> _REQUIRED TASKS_:
1. Echo the passage of the article on Unconfessed that opens with the words containing "British literary critic" and closes with "tell the story.".
2. Using the article on Unconfessed, explain why Christiansë expected the book to seem foreign to American readers.
3. According to the article on Unconfessed, what was Sila van der Kaap's death sentence later commuted to?

-------- EXTRACT --------

As genres go, the historical novel perhaps presents as many pitfalls as triumphs. One obvious merit is that the material is ‘already there”, waiting, as it were, to be used. It is easy, however, to fall into a straitjacket, to misrepresent the spirit, the language and sometimes even the events of the time.
British literary critic Theo Tait argues that one of the ways in which the historical novel works is to take a well-known story, give a marginalised character centre stage and let him or her tell the story.
This is what Yvette Christiansë, author of Unconfessed (Kwela Books), has done in her novel, an ambitious and intelligent book, finalist at this year’s Hemingway/Pen International Award for First Fiction. Fetchingly compared with Nobel laureate Toni Morrison’s Beloved, Unconfessed is a fictional take of Sila van der Kaap, a Cape slave woman. She was condemned to die by the courts in the 19th century for infanticide. Sila’s sentence was later commuted to 14 years on Robben Island.
In a way this novel is an attempt to grapple with a painful slave past that, in South Africa, remains largely unwritten; Sila, appropriately enough, speaks of the continent’s southern tip as the ‘Cape of Tears, Cape of Death, Cape of Struggles”.
‘There is no tradition of the slave narrative,” Christiansë says. She says Unconfessed is her coming to terms with a narrative form that is largely unknown in South Africa. As she wrote the book, the questions foremost in her mind were what if there were a slave narrative and if so, the possible form it would take.
‘It was a story I couldn’t resist,” she says of the book she researched for more than 10 years and which involved poring through court records from the 19th century.
‘I am suspicious about being well received by Americans,” she says, expressing surprise at the warm reception of the book in the United States. ‘I thought the book would be completely foreign to them,” she says, ascribing that largely to the ‘stilted way in which Sila speaks”. She ‘wanted Sila to trouble the English”. I was so engrossed in the conversation that I forgot to ask whether Christiansë meant the language or the people.

-------- RECORDS PROVIDED --------

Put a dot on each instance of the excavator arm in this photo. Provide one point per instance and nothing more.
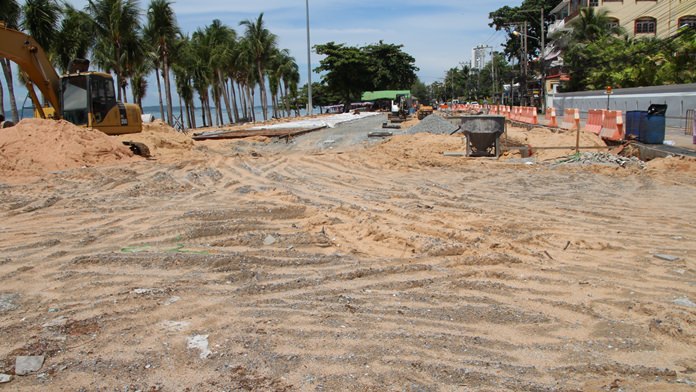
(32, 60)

--------
-------- RECORDS PROVIDED --------

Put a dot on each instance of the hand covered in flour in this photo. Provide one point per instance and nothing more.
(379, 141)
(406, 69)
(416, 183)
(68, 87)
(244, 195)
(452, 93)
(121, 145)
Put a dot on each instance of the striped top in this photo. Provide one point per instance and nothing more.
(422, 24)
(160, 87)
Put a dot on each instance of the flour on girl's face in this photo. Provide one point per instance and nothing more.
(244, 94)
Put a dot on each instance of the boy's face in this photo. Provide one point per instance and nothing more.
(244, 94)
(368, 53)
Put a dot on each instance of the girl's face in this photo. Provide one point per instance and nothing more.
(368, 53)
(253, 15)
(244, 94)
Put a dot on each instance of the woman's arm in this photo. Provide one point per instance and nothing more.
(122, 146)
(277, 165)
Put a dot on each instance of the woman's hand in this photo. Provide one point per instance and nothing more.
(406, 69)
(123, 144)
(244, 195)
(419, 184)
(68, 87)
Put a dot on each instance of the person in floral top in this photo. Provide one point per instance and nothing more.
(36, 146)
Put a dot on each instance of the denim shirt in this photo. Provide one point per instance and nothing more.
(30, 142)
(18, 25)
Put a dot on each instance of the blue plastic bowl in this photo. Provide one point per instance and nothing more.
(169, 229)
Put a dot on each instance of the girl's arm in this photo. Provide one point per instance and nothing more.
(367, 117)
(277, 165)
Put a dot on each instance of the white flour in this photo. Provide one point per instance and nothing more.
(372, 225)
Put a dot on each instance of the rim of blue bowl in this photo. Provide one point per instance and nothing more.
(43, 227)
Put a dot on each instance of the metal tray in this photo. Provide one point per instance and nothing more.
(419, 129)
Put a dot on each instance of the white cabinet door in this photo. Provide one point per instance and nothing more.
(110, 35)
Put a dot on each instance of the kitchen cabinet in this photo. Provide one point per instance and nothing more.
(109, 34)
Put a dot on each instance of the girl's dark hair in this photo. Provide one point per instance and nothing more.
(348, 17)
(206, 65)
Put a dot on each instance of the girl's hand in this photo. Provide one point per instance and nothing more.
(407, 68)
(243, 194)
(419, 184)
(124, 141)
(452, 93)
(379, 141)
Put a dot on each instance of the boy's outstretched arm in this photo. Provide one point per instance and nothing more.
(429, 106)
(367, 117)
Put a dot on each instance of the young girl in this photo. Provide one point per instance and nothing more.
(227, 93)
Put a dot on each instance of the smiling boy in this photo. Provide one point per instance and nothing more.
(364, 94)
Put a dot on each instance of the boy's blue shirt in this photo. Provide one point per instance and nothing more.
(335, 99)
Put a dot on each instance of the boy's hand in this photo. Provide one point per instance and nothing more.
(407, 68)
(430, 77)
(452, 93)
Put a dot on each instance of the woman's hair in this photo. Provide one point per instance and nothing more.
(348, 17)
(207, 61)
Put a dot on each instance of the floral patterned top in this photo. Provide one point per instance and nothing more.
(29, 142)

--------

> _RESPONSES PER TASK_:
1.
British literary critic Theo Tait argues that one of the ways in which the historical novel works is to take a well-known story, give a marginalised character centre stage and let him or her tell the story.

2. She thought the book would be completely foreign to Americans largely because of the "stilted way in which Sila speaks." That expectation is why the warm reception in the United States surprised her.

3. Fourteen years on Robben Island.